PAGE EXTRACT:
########

Have you tried using just a deodexed .602 in one of the slots and not just a backup of a stock rom. If not give that a shot. That\'s how I got it to work. I\'m using mobile sensei\'s deodexed .602. The one that hasent been debloted and still has all the blur. Only thing that\'s been done is deodexed.


----------



## runnirr (Aug 27, 2011)

Just for reference, I already posted this in the other thread about stock in BootManager.

I successfully restored a stock rooted Nandroid to a slot, but had to change the size of system in BootManager to 290 (default is 270) after that change, the Nandroid restore worked. Apparently it runs out of space otherwise. As always, ymmv.


----------



## cubsfan187 (Jul 17, 2011)

I tried that and it didn't work. I have been emailing with the dev's since yesterday and sending the logs to them, It seems that it will create the system.img OR the data.img. Not both. We're trying to find out why.


----------



## DrkDroid (Jun 22, 2011)

I bit the bullet.....got the app:.....bad idea.....anyone willing to help me get it going? I'm so frustrated right now I'm about to have a meltdown....LOL

Sent from my ADR6400L using Tapatalk


----------



## runnirr (Aug 27, 2011)

jcthemes said:


> I bit the bullet.....got the app:.....bad idea.....anyone willing to help me get it going? I'm so frustrated right now I'm about to have a meltdown....LOL
> 
> Sent from my ADR6400L using Tapatalk


how far have you gotten? did you read through the instructions? I'll try to help where I can.

Whats your phone rom?


----------



## DrkDroid (Jun 22, 2011)

runnirr said:


> how far have you gotten? did you read through the instructions? I'll try to help where I can.
> 
> Whats your phone rom?


I'm running the newest miui, and everytime I try to set it as the phone rom there's an error that says to make sure its a 2nd init...

Sent from my DROIDX using Tapatalk


----------



## cubsfan187 (Jul 17, 2011)

I'm guessing that you have the newest su app too correct? Something about that app makes boot manager act strange until you turn off the logging portion in the settings. Then it should be ok. Try that and see if it works.


----------

########

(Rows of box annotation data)
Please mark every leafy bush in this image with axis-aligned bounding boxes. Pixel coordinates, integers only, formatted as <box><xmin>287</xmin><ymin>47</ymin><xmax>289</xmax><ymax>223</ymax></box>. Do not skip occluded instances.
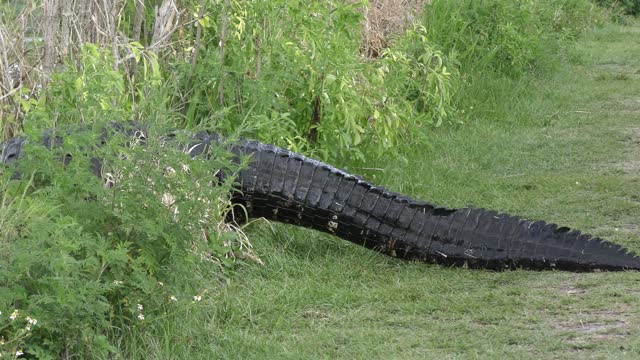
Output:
<box><xmin>424</xmin><ymin>0</ymin><xmax>602</xmax><ymax>77</ymax></box>
<box><xmin>596</xmin><ymin>0</ymin><xmax>640</xmax><ymax>15</ymax></box>
<box><xmin>0</xmin><ymin>122</ymin><xmax>246</xmax><ymax>358</ymax></box>
<box><xmin>172</xmin><ymin>0</ymin><xmax>455</xmax><ymax>159</ymax></box>
<box><xmin>0</xmin><ymin>44</ymin><xmax>250</xmax><ymax>359</ymax></box>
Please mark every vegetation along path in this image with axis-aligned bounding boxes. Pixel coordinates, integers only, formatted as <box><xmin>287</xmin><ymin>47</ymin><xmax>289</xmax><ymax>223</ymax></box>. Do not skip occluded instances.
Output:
<box><xmin>129</xmin><ymin>24</ymin><xmax>640</xmax><ymax>359</ymax></box>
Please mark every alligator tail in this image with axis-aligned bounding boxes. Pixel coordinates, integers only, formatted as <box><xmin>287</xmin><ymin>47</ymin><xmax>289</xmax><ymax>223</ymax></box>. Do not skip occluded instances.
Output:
<box><xmin>232</xmin><ymin>141</ymin><xmax>640</xmax><ymax>271</ymax></box>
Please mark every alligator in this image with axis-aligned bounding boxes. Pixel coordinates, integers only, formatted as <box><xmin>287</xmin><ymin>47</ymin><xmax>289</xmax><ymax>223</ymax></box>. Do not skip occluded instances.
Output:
<box><xmin>0</xmin><ymin>126</ymin><xmax>640</xmax><ymax>272</ymax></box>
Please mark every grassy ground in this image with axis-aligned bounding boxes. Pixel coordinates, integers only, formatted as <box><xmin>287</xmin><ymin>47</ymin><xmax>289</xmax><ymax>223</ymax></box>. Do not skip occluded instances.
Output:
<box><xmin>117</xmin><ymin>24</ymin><xmax>640</xmax><ymax>359</ymax></box>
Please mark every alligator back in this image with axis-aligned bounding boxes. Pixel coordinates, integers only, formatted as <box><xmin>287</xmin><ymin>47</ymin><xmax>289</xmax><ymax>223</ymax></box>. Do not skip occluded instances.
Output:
<box><xmin>0</xmin><ymin>126</ymin><xmax>640</xmax><ymax>271</ymax></box>
<box><xmin>233</xmin><ymin>141</ymin><xmax>640</xmax><ymax>271</ymax></box>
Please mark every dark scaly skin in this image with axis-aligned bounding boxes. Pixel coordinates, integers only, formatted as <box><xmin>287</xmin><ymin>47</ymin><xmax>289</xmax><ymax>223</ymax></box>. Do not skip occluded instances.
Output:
<box><xmin>2</xmin><ymin>128</ymin><xmax>640</xmax><ymax>271</ymax></box>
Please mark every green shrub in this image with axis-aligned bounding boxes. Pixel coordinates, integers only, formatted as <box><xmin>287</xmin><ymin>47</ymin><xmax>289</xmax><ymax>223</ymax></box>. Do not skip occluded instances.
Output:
<box><xmin>0</xmin><ymin>44</ymin><xmax>245</xmax><ymax>359</ymax></box>
<box><xmin>0</xmin><ymin>124</ymin><xmax>246</xmax><ymax>358</ymax></box>
<box><xmin>596</xmin><ymin>0</ymin><xmax>640</xmax><ymax>15</ymax></box>
<box><xmin>174</xmin><ymin>0</ymin><xmax>455</xmax><ymax>160</ymax></box>
<box><xmin>424</xmin><ymin>0</ymin><xmax>603</xmax><ymax>77</ymax></box>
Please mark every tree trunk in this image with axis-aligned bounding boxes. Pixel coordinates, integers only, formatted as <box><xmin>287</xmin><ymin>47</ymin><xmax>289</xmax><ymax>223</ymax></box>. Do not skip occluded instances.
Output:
<box><xmin>42</xmin><ymin>0</ymin><xmax>60</xmax><ymax>77</ymax></box>
<box><xmin>151</xmin><ymin>0</ymin><xmax>178</xmax><ymax>54</ymax></box>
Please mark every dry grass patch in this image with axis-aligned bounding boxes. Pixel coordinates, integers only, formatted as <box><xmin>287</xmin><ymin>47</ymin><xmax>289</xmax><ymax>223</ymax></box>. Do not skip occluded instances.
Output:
<box><xmin>361</xmin><ymin>0</ymin><xmax>432</xmax><ymax>58</ymax></box>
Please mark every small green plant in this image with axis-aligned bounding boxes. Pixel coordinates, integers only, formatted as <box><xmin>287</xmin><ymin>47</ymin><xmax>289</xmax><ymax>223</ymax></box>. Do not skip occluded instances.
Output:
<box><xmin>0</xmin><ymin>122</ymin><xmax>250</xmax><ymax>358</ymax></box>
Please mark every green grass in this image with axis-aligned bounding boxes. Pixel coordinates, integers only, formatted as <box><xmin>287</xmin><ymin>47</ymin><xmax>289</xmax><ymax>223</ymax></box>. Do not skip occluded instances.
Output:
<box><xmin>115</xmin><ymin>23</ymin><xmax>640</xmax><ymax>359</ymax></box>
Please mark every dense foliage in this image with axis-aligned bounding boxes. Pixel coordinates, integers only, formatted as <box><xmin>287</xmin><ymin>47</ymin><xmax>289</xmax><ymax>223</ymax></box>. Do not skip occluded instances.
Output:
<box><xmin>0</xmin><ymin>0</ymin><xmax>633</xmax><ymax>358</ymax></box>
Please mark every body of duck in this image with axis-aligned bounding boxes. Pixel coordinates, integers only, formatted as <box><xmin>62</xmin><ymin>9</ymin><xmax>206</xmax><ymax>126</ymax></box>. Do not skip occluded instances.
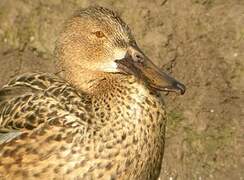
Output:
<box><xmin>0</xmin><ymin>7</ymin><xmax>184</xmax><ymax>180</ymax></box>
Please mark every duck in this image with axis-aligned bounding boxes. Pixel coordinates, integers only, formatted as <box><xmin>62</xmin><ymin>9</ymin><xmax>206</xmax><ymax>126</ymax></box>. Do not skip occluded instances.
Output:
<box><xmin>0</xmin><ymin>6</ymin><xmax>185</xmax><ymax>180</ymax></box>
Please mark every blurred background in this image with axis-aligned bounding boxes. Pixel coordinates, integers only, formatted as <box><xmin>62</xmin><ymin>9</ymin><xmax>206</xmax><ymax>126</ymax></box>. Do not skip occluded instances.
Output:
<box><xmin>0</xmin><ymin>0</ymin><xmax>244</xmax><ymax>180</ymax></box>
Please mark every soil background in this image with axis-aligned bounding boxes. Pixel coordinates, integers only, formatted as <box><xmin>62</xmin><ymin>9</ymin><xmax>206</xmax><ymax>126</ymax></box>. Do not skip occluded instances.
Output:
<box><xmin>0</xmin><ymin>0</ymin><xmax>244</xmax><ymax>180</ymax></box>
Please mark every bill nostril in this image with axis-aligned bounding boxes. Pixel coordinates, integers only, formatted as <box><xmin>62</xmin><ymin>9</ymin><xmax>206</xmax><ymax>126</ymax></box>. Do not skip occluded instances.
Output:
<box><xmin>133</xmin><ymin>52</ymin><xmax>144</xmax><ymax>63</ymax></box>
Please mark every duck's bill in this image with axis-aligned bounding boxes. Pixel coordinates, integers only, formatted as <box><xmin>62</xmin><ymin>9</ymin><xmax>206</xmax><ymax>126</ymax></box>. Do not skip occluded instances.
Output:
<box><xmin>115</xmin><ymin>47</ymin><xmax>185</xmax><ymax>94</ymax></box>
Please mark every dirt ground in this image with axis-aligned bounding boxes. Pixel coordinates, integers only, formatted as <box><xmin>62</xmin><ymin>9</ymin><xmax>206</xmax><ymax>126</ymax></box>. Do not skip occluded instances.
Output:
<box><xmin>0</xmin><ymin>0</ymin><xmax>244</xmax><ymax>180</ymax></box>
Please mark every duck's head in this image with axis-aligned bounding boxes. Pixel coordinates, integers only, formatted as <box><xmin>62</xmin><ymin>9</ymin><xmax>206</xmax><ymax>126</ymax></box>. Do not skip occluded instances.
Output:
<box><xmin>56</xmin><ymin>7</ymin><xmax>185</xmax><ymax>94</ymax></box>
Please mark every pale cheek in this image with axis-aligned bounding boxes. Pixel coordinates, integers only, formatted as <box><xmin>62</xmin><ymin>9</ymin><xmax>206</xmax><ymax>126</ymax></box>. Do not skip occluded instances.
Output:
<box><xmin>96</xmin><ymin>49</ymin><xmax>126</xmax><ymax>72</ymax></box>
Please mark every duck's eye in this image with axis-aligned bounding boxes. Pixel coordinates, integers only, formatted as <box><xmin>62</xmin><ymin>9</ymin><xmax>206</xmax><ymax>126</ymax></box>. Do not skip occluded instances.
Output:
<box><xmin>94</xmin><ymin>31</ymin><xmax>105</xmax><ymax>38</ymax></box>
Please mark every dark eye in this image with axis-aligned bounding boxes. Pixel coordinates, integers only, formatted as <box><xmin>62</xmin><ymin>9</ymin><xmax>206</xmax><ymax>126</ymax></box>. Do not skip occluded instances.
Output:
<box><xmin>94</xmin><ymin>31</ymin><xmax>105</xmax><ymax>38</ymax></box>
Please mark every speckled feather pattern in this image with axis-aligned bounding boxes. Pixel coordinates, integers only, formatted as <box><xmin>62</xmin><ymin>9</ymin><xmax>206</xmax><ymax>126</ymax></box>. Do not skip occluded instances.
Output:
<box><xmin>0</xmin><ymin>74</ymin><xmax>166</xmax><ymax>180</ymax></box>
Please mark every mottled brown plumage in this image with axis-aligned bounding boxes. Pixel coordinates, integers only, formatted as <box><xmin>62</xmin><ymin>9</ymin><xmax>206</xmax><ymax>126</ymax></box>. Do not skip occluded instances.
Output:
<box><xmin>0</xmin><ymin>7</ymin><xmax>184</xmax><ymax>180</ymax></box>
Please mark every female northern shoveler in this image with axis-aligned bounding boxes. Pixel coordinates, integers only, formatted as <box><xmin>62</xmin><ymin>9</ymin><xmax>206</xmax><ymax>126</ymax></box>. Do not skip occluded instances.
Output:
<box><xmin>0</xmin><ymin>7</ymin><xmax>185</xmax><ymax>180</ymax></box>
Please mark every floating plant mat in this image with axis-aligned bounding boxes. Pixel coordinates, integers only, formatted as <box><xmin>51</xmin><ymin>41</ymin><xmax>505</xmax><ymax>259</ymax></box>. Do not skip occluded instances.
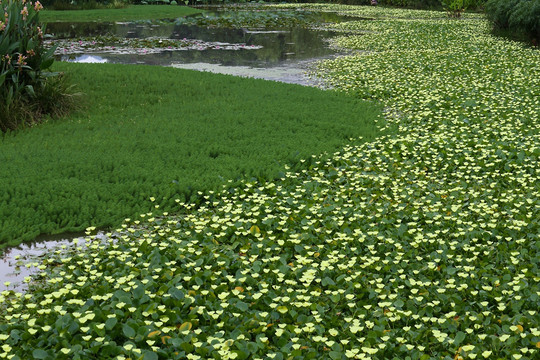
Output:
<box><xmin>48</xmin><ymin>36</ymin><xmax>262</xmax><ymax>55</ymax></box>
<box><xmin>0</xmin><ymin>232</ymin><xmax>112</xmax><ymax>292</ymax></box>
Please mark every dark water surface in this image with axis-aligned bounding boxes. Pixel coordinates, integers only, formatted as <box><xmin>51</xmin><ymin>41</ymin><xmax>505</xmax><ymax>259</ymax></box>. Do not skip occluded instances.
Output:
<box><xmin>47</xmin><ymin>10</ymin><xmax>343</xmax><ymax>85</ymax></box>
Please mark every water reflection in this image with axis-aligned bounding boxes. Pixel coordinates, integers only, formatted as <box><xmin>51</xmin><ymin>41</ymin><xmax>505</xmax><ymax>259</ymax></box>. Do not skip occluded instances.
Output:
<box><xmin>70</xmin><ymin>55</ymin><xmax>109</xmax><ymax>64</ymax></box>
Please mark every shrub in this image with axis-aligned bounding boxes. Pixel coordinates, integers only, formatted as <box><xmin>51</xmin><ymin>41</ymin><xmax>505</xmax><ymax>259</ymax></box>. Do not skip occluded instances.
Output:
<box><xmin>0</xmin><ymin>0</ymin><xmax>75</xmax><ymax>132</ymax></box>
<box><xmin>485</xmin><ymin>0</ymin><xmax>540</xmax><ymax>44</ymax></box>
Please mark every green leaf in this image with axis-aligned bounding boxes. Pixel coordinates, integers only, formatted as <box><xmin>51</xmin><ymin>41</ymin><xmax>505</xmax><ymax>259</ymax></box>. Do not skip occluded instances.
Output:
<box><xmin>236</xmin><ymin>301</ymin><xmax>249</xmax><ymax>311</ymax></box>
<box><xmin>322</xmin><ymin>276</ymin><xmax>336</xmax><ymax>286</ymax></box>
<box><xmin>142</xmin><ymin>350</ymin><xmax>159</xmax><ymax>360</ymax></box>
<box><xmin>122</xmin><ymin>324</ymin><xmax>137</xmax><ymax>338</ymax></box>
<box><xmin>32</xmin><ymin>349</ymin><xmax>49</xmax><ymax>359</ymax></box>
<box><xmin>454</xmin><ymin>331</ymin><xmax>466</xmax><ymax>346</ymax></box>
<box><xmin>178</xmin><ymin>321</ymin><xmax>193</xmax><ymax>331</ymax></box>
<box><xmin>105</xmin><ymin>318</ymin><xmax>118</xmax><ymax>330</ymax></box>
<box><xmin>169</xmin><ymin>288</ymin><xmax>185</xmax><ymax>300</ymax></box>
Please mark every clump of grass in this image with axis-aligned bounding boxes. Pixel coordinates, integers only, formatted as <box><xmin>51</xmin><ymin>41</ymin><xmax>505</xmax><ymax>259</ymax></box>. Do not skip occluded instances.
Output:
<box><xmin>0</xmin><ymin>63</ymin><xmax>380</xmax><ymax>245</ymax></box>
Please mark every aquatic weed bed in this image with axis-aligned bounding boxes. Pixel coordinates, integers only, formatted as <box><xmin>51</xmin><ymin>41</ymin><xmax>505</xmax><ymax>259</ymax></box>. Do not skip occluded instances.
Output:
<box><xmin>0</xmin><ymin>3</ymin><xmax>540</xmax><ymax>359</ymax></box>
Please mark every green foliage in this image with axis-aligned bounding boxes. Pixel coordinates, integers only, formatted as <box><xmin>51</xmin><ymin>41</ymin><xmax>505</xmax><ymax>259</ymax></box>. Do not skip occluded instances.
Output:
<box><xmin>441</xmin><ymin>0</ymin><xmax>469</xmax><ymax>18</ymax></box>
<box><xmin>485</xmin><ymin>0</ymin><xmax>540</xmax><ymax>44</ymax></box>
<box><xmin>176</xmin><ymin>10</ymin><xmax>321</xmax><ymax>29</ymax></box>
<box><xmin>0</xmin><ymin>6</ymin><xmax>540</xmax><ymax>360</ymax></box>
<box><xmin>0</xmin><ymin>63</ymin><xmax>379</xmax><ymax>249</ymax></box>
<box><xmin>40</xmin><ymin>5</ymin><xmax>202</xmax><ymax>23</ymax></box>
<box><xmin>0</xmin><ymin>0</ymin><xmax>68</xmax><ymax>132</ymax></box>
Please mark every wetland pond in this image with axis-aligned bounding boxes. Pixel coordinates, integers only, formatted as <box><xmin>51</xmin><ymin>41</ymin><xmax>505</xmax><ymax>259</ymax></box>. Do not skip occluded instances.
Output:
<box><xmin>0</xmin><ymin>10</ymin><xmax>358</xmax><ymax>292</ymax></box>
<box><xmin>47</xmin><ymin>10</ymin><xmax>350</xmax><ymax>85</ymax></box>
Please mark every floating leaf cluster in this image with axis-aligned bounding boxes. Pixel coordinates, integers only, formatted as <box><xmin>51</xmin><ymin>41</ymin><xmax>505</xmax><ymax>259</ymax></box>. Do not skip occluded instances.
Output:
<box><xmin>0</xmin><ymin>3</ymin><xmax>540</xmax><ymax>360</ymax></box>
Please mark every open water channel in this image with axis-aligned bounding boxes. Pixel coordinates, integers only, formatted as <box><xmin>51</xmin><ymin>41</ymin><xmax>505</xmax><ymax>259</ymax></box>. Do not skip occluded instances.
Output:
<box><xmin>0</xmin><ymin>8</ymin><xmax>356</xmax><ymax>292</ymax></box>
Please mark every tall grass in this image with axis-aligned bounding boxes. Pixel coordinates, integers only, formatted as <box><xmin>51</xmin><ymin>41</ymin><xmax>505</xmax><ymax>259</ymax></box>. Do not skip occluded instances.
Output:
<box><xmin>0</xmin><ymin>63</ymin><xmax>380</xmax><ymax>246</ymax></box>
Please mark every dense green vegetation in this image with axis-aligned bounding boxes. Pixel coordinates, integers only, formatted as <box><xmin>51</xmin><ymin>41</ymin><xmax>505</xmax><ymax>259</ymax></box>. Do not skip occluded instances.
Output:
<box><xmin>41</xmin><ymin>5</ymin><xmax>201</xmax><ymax>23</ymax></box>
<box><xmin>0</xmin><ymin>63</ymin><xmax>379</xmax><ymax>245</ymax></box>
<box><xmin>0</xmin><ymin>5</ymin><xmax>540</xmax><ymax>360</ymax></box>
<box><xmin>176</xmin><ymin>10</ymin><xmax>322</xmax><ymax>29</ymax></box>
<box><xmin>486</xmin><ymin>0</ymin><xmax>540</xmax><ymax>45</ymax></box>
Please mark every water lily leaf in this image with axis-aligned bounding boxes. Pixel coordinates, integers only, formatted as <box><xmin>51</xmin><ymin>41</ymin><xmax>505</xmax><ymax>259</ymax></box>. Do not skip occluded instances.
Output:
<box><xmin>32</xmin><ymin>349</ymin><xmax>49</xmax><ymax>359</ymax></box>
<box><xmin>454</xmin><ymin>331</ymin><xmax>466</xmax><ymax>346</ymax></box>
<box><xmin>178</xmin><ymin>321</ymin><xmax>193</xmax><ymax>331</ymax></box>
<box><xmin>142</xmin><ymin>350</ymin><xmax>159</xmax><ymax>360</ymax></box>
<box><xmin>105</xmin><ymin>318</ymin><xmax>118</xmax><ymax>330</ymax></box>
<box><xmin>122</xmin><ymin>324</ymin><xmax>137</xmax><ymax>338</ymax></box>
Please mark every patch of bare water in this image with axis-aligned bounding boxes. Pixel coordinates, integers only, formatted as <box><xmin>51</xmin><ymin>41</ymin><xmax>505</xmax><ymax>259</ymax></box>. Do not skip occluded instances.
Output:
<box><xmin>0</xmin><ymin>232</ymin><xmax>109</xmax><ymax>292</ymax></box>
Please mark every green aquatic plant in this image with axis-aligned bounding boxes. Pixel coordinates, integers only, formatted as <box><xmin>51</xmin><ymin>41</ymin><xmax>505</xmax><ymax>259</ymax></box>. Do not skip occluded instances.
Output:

########

PROBLEM SET:
1 – In the BootManager forum thread, to what value did runnirr change the system size so that the Nandroid restore would work?
2 – In the listing, begin at the line that contains "Please mark every patch" and stop after the last line of the listing. Switch "occluded" to "partially hidden" throughout those lines, and give back only those lines with everything else left unchanged.

RESULTS FOR EACH TASK:
1 – 290

2 –
Please mark every patch of bare water in this image with axis-aligned bounding boxes. Pixel coordinates, integers only, formatted as <box><xmin>51</xmin><ymin>41</ymin><xmax>505</xmax><ymax>259</ymax></box>. Do not skip partially hidden instances.
Output:
<box><xmin>0</xmin><ymin>232</ymin><xmax>109</xmax><ymax>292</ymax></box>
Please mark every green aquatic plant in this image with axis-aligned bounding boxes. Pixel coordinates, integers only, formatted as <box><xmin>51</xmin><ymin>41</ymin><xmax>505</xmax><ymax>259</ymax></box>. Do not skip partially hidden instances.
Output:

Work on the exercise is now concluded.